### EXTRACTED TEXT
----
One can observe in Fig. 5a that some of the branches (colored lines) shown high taxonomic discernment of monocots and dicots (BS 100 and 100). Moving within the dicots subclade, it can be observed two relatively high confidence support values on branches enclosing CP, AT and BRP (BS 67-100) and PT and ME (BS 70-91). In contrast, the same feature vector provided lower BS for the rest of branches. Moving back to the monocots subclades, the species BD, HV, and OSJ are separated from species PV, SI, SB, and ZM with high confidence (BS 72–100), where the higher BS corresponds to the full-metabolites-set feature vector. On the other hand, the branches of species SB and ZM (BS 79–100) obtained high confidence values when using the common-metabolites-set as a feature vector.

Moreover, we also analyzed the robustness of the method according to the number of metabolites composing the feature vector ϕP = {μ1, μ2, …, μm}, i.e. in order to analyze the adequacy of the characters (metabolites) within this vector. Therefore, we built various samples containing, for example, 100, 200, …, 4500 characters in order to build different feature vectors, and then, we applied a bootstrap-re-sampling with 100 bootstrap rounds (see Material and methods section). The results of this analysis are found in Fig. 5b, where each curve (color) corresponds to the branches found in Fig. 5a. The curves corresponding to the branches with the highest bootstrap show that this feature vector is able to distinguish between major clades with a small number of characters, while, for some other branches, a bigger number of characters are needed to reach a reasonable support value.

Discussions

We have analyzed the topological properties from 17 plant metabolic networks modeled from the metabolic reactions found at the PlantCyc database aiming to trace evolutionary information from these species. Initially, the number of reactions and the number of nodes (metabolites) in each plant metabolic network were useful to demonstrate the close relationship between their properties and their evolutionary pattern, as already suggested by Chae et al.14. Although this previous work showed that the metabolic network sizes have an evident correlation with the evolutionary divergence at plant kingdom, the same is not true when considering the size of plant genomes. For instance, the size of the nuclear genome of Arabidopsis thaliana has 125 megabases (Mb) and Physcomitrella patens has 480 Mb with 25,498 and 35,938 genes, respectively23,24; However, the number of metabolic reactions of these plants is 3424 and 2651, respectively. Consequently, the number of genes per plant is not related to the size of the metabolic network. Preliminary data regarding the metabolic network size raised the question: has the topological structure of a metabolic network been modified in accordance with the evolutionary divergence of plants?
----
### ENTRIES SHOWN
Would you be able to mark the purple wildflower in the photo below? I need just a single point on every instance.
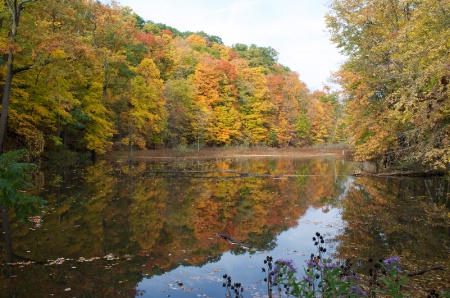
(307, 279)
(330, 265)
(393, 262)
(355, 290)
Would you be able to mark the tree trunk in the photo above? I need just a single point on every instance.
(6, 98)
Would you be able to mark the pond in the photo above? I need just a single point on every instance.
(151, 228)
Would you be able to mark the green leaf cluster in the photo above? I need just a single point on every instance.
(15, 179)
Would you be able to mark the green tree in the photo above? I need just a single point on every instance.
(396, 76)
(14, 181)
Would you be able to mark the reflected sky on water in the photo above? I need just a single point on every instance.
(149, 228)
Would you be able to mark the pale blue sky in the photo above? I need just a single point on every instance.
(294, 28)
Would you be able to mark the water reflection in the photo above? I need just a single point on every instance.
(126, 229)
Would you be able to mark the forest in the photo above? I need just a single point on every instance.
(98, 77)
(82, 75)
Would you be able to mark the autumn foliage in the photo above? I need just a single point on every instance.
(97, 77)
(396, 79)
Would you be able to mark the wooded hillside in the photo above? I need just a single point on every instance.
(89, 76)
(396, 79)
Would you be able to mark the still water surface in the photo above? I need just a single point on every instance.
(149, 228)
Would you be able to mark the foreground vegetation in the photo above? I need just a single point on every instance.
(396, 78)
(323, 277)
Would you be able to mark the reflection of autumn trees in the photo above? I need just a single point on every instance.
(387, 217)
(167, 216)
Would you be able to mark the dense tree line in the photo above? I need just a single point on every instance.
(396, 79)
(83, 75)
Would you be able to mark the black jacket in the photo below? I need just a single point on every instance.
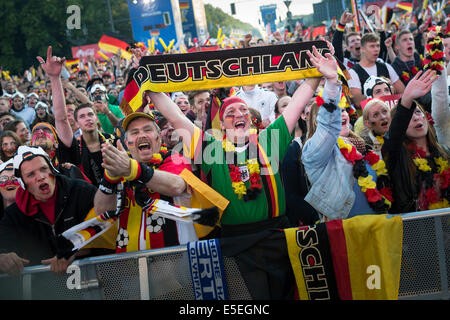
(33, 237)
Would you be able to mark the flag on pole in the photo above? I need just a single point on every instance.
(356, 20)
(111, 44)
(405, 6)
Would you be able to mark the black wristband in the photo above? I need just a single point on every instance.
(107, 187)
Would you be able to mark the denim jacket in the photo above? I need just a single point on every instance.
(330, 174)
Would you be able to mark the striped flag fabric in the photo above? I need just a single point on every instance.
(351, 259)
(111, 44)
(405, 6)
----
### WORK REQUEST 1
From the text on plant metabolic networks, extract the passage starting with "One can observe" and going on through "a feature vector.".
### WORK REQUEST 2
Answer these questions from the text on plant metabolic networks:
(a) How many plant metabolic networks were analyzed?
(b) How many bootstrap rounds were used in the re-sampling?
(c) What is the size of the nuclear genome of Arabidopsis thaliana?

### RESPONSE AREA 1
One can observe in Fig. 5a that some of the branches (colored lines) shown high taxonomic discernment of monocots and dicots (BS 100 and 100). Moving within the dicots subclade, it can be observed two relatively high confidence support values on branches enclosing CP, AT and BRP (BS 67-100) and PT and ME (BS 70-91). In contrast, the same feature vector provided lower BS for the rest of branches. Moving back to the monocots subclades, the species BD, HV, and OSJ are separated from species PV, SI, SB, and ZM with high confidence (BS 72–100), where the higher BS corresponds to the full-metabolites-set feature vector. On the other hand, the branches of species SB and ZM (BS 79–100) obtained high confidence values when using the common-metabolites-set as a feature vector.

### RESPONSE AREA 2
(a) 17
(b) 100
(c) 125 megabases (Mb)